Selected passage>
================
SANTIAGO, Chile — Thousands of Chileans filled a plaza in the center of the capital Tuesday in the 12th day of demonstrations that began with youth protests over a subway fare hike and transformed into a leaderless national movement demanding greater equality and better public services in a country long seen as an economic success story.
A move to meet one of their demands — replacing Chile’s dictatorship-era constitution — appeared to gain some momentum in the country’s congress.
Marches began in the early afternoon and as the sun set, there was a festive atmosphere in Plaza Italia, a rallying point during the demonstrations. The protesters banged pots and pans, blew plastic whistles and waved the Chilean and Mapuche indigenous flags. Vendors sold snacks, jewelry, hats and T-shirts. The demonstrators, many in their 20s and 30s, pressed their call for changes to a market-dominant socio-economic model that has fully or partially privatized pensions, health and education. They hoisted signs calling for pension reform, an end to the private ownership of water rights or for the resignation of President Sebastian Pinera.
================
Data provided>
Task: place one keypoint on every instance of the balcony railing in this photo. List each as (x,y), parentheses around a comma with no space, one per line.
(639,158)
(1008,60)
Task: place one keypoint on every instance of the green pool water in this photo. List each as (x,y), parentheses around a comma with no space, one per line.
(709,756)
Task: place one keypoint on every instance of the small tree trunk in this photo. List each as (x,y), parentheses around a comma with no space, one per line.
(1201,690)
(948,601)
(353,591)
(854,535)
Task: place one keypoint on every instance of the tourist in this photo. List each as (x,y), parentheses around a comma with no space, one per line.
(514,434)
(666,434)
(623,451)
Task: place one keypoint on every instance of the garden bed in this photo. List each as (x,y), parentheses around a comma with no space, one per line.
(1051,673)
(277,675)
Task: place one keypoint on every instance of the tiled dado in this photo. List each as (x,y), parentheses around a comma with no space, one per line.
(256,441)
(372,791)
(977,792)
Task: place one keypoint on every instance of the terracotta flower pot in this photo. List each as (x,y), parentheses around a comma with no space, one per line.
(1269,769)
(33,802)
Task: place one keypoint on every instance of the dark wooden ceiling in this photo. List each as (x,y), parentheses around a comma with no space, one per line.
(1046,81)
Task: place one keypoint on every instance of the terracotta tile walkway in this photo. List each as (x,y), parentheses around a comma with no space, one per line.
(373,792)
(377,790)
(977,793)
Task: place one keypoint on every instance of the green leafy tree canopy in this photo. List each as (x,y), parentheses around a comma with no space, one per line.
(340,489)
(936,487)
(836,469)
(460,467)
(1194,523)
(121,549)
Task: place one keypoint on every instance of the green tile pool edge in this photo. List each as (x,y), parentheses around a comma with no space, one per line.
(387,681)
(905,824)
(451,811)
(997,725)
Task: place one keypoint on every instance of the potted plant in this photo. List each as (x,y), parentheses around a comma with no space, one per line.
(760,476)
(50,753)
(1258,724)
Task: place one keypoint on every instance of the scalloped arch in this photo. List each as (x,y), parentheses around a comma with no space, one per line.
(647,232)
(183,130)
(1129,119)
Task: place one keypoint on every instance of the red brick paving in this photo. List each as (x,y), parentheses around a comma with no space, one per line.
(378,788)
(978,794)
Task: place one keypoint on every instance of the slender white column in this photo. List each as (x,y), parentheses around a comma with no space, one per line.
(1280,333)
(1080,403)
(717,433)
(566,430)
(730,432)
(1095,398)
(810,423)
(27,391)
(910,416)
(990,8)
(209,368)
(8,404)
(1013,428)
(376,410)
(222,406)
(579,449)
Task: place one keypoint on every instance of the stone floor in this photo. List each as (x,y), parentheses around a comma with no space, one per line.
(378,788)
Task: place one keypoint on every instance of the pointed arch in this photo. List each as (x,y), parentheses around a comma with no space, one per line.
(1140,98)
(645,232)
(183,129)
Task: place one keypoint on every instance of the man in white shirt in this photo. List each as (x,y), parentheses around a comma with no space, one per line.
================
Exercise directions>
In the report on the Santiago protests, what were the youth protests that began the demonstrations about?

Problem solution>
A subway fare hike.